[Given passage — start]
Therapist or Tutor?
I recieved the following message last night from a friend: "Do you find it difficult to work with this age group? Sometimes I find myself doing more tutoring work than actually providing therapy that I was taught to do in graduate school #frustratedSLP"
Girlfriend, I feel you. It's something I've gone back and forth about SO many times. It's frustrating when you feel like you're just helping your kids "catch up" with missing work or assignments. The good news though is that, as SLP's, we can be flexible. We can make it work!
Today, one of my students brought in a packet from History that he needed help with. Here is what it looked like:
Going through this packet, we were able to target:
- WH questions (What, why, how & where) - Inferencing ("What do you think he meant by....") - Writing (Sentence structure, adding in missing words, punctuation marks, etc...) - Listening Comprehension (I read the story aloud and asked him questions as we read) - Vocabulary (Discussed the meaning of words like "vile" and "morals")
Some strategies we were able to discuss and use:
- Annotating/underlining - Chunking
- Context Clues
- Turning questions into sentence starters
Believe it or not ALL of this was done in our 40 minute session (given that it was a short HW assignment). I felt pretty accomplished, and I think my student did too (or maybe he was just happy that he didn't have HW tonight, whatevs). You can do this with so many of the assignments your students have in their backback.
Here are some suggestions on incorporating classwork into your therapy sessions:
-Ask subject teachers what they're working on in class. Even if you can't get the actual assignment, at least you can work on skills that would be helpful
- Ask teachers to e-mail you readings or put it in your mailbox
- Stalk teachers if they don't e-mail you or put it in your mailbox (hey, we gotta do what we gotta do)
- Ask students to take out their HW folders for a particular subject and see what's going on.
Hopefully this can get you started! You'll be surprised how motivated some kids will be to do this. I plan on posting more about this topic at some point because it seems to be the nature of our job at this level.
How have you used classwork to target your students goals?
[Given passage — finish]
▶ Required actions:
- 1) In the post on therapy versus tutoring, how long was the session in which the History packet was completed?
- 2) Copy the part of the post on therapy versus tutoring starting at "- Ask students" and ending at "your students goals?", and switch "motivated" to "eager".
The saved entries that come next are separate material, unrelated to the post on therapy versus tutoring.
[Data listing — start]
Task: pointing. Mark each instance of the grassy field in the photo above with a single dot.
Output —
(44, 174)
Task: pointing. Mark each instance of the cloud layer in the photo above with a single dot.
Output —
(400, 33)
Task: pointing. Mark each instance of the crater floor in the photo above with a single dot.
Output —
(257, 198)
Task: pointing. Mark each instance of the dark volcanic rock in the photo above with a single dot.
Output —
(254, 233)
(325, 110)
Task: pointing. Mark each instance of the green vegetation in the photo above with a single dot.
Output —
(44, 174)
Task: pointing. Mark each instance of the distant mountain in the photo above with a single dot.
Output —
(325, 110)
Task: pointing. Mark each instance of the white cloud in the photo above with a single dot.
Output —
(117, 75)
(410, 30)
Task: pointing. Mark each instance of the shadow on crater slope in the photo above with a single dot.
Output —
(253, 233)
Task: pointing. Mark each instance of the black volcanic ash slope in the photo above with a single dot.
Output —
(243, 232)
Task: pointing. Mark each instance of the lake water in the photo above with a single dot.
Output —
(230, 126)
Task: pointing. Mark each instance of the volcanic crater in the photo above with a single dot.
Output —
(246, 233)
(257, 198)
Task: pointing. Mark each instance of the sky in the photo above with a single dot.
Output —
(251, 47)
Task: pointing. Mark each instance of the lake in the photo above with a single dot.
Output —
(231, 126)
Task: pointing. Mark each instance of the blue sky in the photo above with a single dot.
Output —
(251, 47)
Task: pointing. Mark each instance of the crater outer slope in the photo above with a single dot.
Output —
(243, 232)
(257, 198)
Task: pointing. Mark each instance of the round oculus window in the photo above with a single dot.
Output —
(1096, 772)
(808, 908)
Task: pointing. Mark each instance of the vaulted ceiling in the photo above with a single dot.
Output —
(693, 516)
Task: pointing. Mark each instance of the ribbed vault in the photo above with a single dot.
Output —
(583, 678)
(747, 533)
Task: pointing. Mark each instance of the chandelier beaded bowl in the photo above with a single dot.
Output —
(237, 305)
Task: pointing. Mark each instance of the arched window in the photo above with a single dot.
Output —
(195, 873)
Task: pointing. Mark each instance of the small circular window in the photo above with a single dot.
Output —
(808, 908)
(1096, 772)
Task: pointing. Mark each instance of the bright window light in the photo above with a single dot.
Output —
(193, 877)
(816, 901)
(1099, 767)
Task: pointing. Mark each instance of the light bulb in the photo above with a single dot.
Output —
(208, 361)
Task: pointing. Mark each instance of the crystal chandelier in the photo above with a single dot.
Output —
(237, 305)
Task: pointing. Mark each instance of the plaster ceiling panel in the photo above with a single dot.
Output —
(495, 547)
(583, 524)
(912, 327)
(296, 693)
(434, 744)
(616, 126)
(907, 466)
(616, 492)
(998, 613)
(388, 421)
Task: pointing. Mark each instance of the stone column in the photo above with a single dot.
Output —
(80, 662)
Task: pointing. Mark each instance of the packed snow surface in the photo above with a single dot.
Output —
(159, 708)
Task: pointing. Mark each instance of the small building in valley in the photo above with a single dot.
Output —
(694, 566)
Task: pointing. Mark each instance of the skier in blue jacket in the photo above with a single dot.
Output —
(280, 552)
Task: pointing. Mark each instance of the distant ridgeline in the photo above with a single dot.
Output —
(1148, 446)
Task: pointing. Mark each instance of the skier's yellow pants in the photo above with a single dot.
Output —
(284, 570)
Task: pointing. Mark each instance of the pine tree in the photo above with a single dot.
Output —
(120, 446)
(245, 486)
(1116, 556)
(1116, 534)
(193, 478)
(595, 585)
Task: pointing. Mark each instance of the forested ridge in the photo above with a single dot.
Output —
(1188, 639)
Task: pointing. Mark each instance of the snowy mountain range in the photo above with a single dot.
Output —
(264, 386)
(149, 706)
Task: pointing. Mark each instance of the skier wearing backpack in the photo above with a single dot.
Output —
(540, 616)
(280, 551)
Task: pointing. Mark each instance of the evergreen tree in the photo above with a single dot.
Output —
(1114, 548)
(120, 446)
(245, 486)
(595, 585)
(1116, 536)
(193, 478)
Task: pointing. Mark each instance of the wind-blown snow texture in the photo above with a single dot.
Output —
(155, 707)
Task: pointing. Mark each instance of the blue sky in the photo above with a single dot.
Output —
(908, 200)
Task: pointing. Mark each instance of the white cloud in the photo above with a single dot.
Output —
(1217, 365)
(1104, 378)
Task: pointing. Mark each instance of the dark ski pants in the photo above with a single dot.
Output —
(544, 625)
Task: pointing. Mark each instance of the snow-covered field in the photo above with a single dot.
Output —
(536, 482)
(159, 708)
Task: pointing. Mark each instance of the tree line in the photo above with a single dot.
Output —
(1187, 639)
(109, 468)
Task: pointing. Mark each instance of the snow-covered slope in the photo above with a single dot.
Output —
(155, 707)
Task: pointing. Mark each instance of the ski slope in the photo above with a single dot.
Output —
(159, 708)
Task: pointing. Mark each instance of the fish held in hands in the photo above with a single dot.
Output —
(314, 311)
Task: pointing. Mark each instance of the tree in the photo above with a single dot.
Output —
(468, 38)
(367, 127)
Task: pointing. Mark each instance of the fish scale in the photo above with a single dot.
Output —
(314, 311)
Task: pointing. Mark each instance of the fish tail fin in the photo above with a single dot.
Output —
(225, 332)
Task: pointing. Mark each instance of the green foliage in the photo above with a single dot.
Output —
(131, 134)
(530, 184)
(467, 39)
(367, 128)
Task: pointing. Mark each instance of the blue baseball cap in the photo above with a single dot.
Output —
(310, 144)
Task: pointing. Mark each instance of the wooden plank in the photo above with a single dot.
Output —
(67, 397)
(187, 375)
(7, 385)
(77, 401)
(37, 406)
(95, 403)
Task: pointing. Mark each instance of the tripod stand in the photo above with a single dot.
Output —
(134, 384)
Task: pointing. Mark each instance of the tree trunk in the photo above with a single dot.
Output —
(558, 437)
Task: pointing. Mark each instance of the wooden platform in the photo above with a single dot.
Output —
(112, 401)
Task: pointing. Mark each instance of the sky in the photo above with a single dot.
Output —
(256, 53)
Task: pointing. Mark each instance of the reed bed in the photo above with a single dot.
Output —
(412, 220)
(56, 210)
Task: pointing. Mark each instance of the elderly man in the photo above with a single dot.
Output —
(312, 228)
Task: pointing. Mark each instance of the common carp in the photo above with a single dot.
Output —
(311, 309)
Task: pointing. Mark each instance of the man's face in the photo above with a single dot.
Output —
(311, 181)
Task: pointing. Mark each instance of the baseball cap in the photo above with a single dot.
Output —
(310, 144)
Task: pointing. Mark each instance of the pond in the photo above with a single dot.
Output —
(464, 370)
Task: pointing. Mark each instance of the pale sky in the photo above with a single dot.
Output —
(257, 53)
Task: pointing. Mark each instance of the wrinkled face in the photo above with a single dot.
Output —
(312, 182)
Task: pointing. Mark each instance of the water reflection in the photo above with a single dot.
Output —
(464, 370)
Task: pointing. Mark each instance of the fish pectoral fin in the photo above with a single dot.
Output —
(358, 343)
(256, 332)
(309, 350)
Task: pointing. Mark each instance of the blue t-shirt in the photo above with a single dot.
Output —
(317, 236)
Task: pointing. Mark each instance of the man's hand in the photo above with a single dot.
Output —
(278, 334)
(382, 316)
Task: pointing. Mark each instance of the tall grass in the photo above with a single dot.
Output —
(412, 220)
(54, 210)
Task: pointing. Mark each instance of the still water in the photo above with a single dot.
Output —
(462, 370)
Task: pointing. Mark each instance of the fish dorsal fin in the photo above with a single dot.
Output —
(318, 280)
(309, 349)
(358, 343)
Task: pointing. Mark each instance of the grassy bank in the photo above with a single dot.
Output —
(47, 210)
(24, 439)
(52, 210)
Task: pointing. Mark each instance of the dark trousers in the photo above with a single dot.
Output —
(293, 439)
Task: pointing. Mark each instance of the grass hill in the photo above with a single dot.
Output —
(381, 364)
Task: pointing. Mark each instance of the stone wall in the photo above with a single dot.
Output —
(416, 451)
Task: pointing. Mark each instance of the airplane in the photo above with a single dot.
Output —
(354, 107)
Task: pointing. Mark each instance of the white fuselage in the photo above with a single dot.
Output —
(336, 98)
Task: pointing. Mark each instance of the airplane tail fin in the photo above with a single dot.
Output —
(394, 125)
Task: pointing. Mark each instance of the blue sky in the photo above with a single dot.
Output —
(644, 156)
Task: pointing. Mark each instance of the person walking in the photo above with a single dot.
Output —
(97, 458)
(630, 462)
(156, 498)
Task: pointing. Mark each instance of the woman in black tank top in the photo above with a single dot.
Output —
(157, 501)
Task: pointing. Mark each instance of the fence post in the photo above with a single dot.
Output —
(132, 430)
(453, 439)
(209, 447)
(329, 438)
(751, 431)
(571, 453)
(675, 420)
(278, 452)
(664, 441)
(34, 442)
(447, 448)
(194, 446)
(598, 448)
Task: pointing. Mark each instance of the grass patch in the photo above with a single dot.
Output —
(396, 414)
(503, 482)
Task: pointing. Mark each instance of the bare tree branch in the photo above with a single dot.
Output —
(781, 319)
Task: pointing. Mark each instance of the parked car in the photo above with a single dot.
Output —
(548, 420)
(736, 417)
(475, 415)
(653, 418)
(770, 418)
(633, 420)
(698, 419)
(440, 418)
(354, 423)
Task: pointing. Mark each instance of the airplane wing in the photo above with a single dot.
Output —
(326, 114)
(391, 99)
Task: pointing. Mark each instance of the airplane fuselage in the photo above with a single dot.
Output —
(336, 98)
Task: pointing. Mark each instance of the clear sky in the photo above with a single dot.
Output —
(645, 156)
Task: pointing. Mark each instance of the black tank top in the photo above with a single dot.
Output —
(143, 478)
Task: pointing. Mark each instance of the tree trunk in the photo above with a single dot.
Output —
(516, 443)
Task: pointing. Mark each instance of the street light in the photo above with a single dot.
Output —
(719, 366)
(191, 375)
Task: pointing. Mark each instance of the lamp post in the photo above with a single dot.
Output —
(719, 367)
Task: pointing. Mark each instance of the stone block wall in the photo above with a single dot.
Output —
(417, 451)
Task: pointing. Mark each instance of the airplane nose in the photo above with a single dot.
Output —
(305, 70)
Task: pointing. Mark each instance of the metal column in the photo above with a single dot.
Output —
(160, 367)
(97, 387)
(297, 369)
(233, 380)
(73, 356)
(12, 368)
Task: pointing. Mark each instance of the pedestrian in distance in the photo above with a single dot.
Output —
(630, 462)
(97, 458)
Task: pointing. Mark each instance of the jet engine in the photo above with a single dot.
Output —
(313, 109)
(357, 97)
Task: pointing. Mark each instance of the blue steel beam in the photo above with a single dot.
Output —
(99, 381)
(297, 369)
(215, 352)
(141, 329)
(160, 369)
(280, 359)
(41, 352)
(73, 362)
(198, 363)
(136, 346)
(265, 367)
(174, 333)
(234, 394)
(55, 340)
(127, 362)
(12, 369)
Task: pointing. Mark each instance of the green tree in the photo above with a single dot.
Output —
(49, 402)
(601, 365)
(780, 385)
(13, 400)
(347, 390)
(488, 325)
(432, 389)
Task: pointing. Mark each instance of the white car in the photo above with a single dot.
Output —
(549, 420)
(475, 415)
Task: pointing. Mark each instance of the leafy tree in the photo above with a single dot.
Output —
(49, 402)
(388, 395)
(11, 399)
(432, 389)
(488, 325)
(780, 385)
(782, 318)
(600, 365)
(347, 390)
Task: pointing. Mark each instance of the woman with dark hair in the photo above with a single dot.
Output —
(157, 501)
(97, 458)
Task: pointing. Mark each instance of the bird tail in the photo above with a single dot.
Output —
[Data listing — finish]
▶ Solution list:
- 1) 40 minutes

- 2)
- Ask students to take out their HW folders for a particular subject and see what's going on.
Hopefully this can get you started! You'll be surprised how eager some kids will be to do this. I plan on posting more about this topic at some point because it seems to be the nature of our job at this level.
How have you used classwork to target your students goals?